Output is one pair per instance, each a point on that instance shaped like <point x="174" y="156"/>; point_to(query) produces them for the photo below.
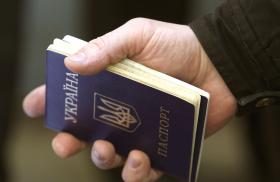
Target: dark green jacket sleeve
<point x="242" y="39"/>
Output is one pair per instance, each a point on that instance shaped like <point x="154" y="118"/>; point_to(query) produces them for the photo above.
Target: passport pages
<point x="130" y="105"/>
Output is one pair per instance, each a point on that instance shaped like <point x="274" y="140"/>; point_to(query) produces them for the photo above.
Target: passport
<point x="130" y="105"/>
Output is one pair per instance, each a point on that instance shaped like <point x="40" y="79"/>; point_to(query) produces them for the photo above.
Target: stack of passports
<point x="130" y="105"/>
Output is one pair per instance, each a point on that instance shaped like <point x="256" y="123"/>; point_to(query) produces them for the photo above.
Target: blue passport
<point x="130" y="105"/>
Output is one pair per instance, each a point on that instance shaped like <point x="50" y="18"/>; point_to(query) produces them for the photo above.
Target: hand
<point x="170" y="48"/>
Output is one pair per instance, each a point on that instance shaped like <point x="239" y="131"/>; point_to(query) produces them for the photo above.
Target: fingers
<point x="34" y="102"/>
<point x="138" y="168"/>
<point x="110" y="48"/>
<point x="104" y="155"/>
<point x="66" y="145"/>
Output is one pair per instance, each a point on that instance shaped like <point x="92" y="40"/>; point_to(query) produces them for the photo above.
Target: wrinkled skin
<point x="169" y="48"/>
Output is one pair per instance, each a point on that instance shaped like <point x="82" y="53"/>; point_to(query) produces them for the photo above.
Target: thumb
<point x="123" y="42"/>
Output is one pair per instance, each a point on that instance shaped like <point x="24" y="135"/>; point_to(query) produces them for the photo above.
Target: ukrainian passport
<point x="130" y="105"/>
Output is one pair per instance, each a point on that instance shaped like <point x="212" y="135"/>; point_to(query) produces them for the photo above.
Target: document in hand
<point x="130" y="105"/>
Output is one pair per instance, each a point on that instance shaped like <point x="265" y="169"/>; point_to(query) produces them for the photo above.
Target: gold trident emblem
<point x="117" y="114"/>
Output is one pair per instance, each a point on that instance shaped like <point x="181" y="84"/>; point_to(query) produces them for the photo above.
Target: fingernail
<point x="79" y="57"/>
<point x="59" y="148"/>
<point x="133" y="163"/>
<point x="98" y="157"/>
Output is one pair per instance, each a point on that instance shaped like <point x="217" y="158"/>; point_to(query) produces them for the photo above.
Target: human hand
<point x="170" y="48"/>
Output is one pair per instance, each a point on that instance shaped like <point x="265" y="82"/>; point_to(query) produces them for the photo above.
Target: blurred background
<point x="245" y="150"/>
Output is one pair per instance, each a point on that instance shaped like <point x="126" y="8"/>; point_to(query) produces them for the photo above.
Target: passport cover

What the task requires -> What comes back should match the records exactly, minus any pictures.

Answer to the exercise ->
Output is one pair per instance, each a point on that instance shaped like <point x="174" y="156"/>; point_to(query) produces them for the photo below.
Target: dark green jacket sleeve
<point x="242" y="39"/>
Output is one pair per instance, each a point on that instance shaped like <point x="154" y="118"/>; point_to(query) produces them for the photo above.
Target: passport pages
<point x="130" y="105"/>
Output is one pair per instance, each a point on that instance shaped like <point x="274" y="140"/>; point_to(query) produces them for the photo above.
Target: passport
<point x="130" y="105"/>
Output is one pair per instance, each a point on that instance shaped like <point x="40" y="79"/>; point_to(query) produces them for the photo above.
Target: stack of passports
<point x="130" y="105"/>
Output is one pair per instance, each a point on that instance shaped like <point x="256" y="123"/>; point_to(query) produces them for the photo above.
Target: blue passport
<point x="130" y="105"/>
Output is one pair per instance, each a point on that instance shaped like <point x="50" y="18"/>; point_to(query) produces them for the photo above.
Target: hand
<point x="170" y="48"/>
Output is one pair per instance, each a point on that instance shaped like <point x="239" y="131"/>; point_to(query) produces them for the photo above.
Target: fingers
<point x="34" y="102"/>
<point x="138" y="168"/>
<point x="110" y="48"/>
<point x="104" y="155"/>
<point x="66" y="145"/>
Output is one pair per instance, each a point on that instance shaped like <point x="92" y="40"/>; point_to(query) produces them for the photo above.
Target: wrinkled skin
<point x="169" y="48"/>
Output is one pair per instance, each a point on that instance shaped like <point x="82" y="53"/>; point_to(query) produces them for the photo above.
Target: thumb
<point x="123" y="42"/>
Output is one pair per instance, each a point on that instance shaped like <point x="24" y="135"/>; point_to(query) produces them for the photo above.
Target: ukrainian passport
<point x="130" y="105"/>
Output is one pair per instance, each a point on that instance shaped like <point x="212" y="135"/>; point_to(query) produces them for the photo above.
Target: document in hand
<point x="130" y="105"/>
Output is one pair per instance, each a point on that instance shaped like <point x="265" y="169"/>; point_to(query) produces them for the photo above.
Target: gold trident emblem
<point x="117" y="114"/>
Output is one pair per instance, each a point on that instance shaped like <point x="181" y="84"/>; point_to(query) produces them for the photo above.
Target: fingernail
<point x="79" y="57"/>
<point x="59" y="148"/>
<point x="133" y="163"/>
<point x="98" y="157"/>
Output is one pair per instance, each a point on that instance shaped like <point x="217" y="158"/>; point_to(query) produces them for the photo above.
Target: human hand
<point x="170" y="48"/>
Output is one pair per instance, each a point on that instance shaped like <point x="265" y="82"/>; point_to(query) produces them for the photo above.
Target: blurred background
<point x="245" y="150"/>
Output is one pair per instance, each a point on that instance shaped like <point x="126" y="8"/>; point_to(query) produces them for the photo above.
Target: passport cover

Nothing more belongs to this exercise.